━━━━━ FRAGMENTO DEL DOCUMENTO
Ilustración: Mariano Lucano

Algunas transgresiones estéticas: lo sublime y lo grotesco

Cuestionar el sentido común. Traspasar los límites. El desborde, lo repulsivo y lo indecible. Un análisis de las diversas formas que encontró la filosofía y la literatura para hablar de la transgresión. Escribe Gabriela Puente. Ilustra Mariano Lucano.

 

 

En el año 1988, y en el marco de una serie de entrevistas que se difundieron luego con el título El abecedario de Gilles Deleuze, este filósofo se hace una pregunta que le afecta de manera personal: “¿por qué hay escritores que no tienen una gran salud? Y son los mismos por los que tal vez les pasa la vida a raudales: se debe precisamente a eso. De cierta manera, tanto la salud delicada de Spinoza como la salud delicada de Lawrence, (…) han visto algo demasiado grande para ellos. (…) no son capaces de aguantarlo, aquello les hace añicos. Chejov sería uno de esos casos: ¿por qué Chejov está tan destrozado? Pues bien, sí, ha visto algo. Los filósofos y los escritores están en el mismo punto. Hay cosas que uno logra ver y de las que, literalmente, de cierta manera, uno no vuelve, (…) se trata precisamente de perceptos en el límite de lo soportable, o conceptos en el límite de lo pensable.” (l  BOUTANG, Pierre y PAMART, Michel. 1996)

En la misma línea de pensamiento, pero unos siglos antes, Edmund Burke, afirma que “una idea clara es otro nombre para una idea pequeña” (1987: 47). Resguardarse dentro de los límites de lo pequeño es, a veces,  una cuestión de supervivencia.

Sin embargo, siguiendo a  Deleuze, el arte y la filosofía se hallan en constante tensión con aquello que existe al otro lado de sus fronteras.  Y cuando el límite deviene metafísico, la transgresión no puede ser sino total.
━━━━━━━━━━
━━━━━ LOS DATOS
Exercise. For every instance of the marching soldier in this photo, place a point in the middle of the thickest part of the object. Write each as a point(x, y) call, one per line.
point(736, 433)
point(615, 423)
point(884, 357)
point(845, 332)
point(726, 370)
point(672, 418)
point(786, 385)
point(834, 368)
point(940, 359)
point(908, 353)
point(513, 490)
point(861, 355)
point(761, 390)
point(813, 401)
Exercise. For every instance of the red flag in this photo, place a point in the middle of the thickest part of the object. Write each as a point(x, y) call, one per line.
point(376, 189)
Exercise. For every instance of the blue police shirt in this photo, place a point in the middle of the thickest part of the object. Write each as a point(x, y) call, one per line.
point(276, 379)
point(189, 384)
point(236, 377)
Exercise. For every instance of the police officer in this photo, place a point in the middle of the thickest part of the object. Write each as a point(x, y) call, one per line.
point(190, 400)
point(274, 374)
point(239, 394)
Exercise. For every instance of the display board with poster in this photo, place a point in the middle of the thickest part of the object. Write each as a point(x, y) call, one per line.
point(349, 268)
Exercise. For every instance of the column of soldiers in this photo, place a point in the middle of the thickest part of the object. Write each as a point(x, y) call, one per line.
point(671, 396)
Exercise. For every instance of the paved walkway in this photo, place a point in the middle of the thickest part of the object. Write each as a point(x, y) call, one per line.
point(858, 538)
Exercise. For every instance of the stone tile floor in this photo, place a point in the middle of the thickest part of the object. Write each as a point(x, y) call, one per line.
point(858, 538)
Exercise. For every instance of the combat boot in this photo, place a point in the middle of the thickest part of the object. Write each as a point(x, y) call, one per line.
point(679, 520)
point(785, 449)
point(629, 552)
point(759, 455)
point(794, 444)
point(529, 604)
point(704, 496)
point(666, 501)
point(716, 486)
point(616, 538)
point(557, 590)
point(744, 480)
━━━━━━━━━━
*CONSIGNA DE TRABAJO*:
En el fragmento sobre lo sublime y lo grotesco, ¿qué es una idea clara según Edmund Burke?

*TU RESPUESTA*:
Otro nombre para una idea pequeña.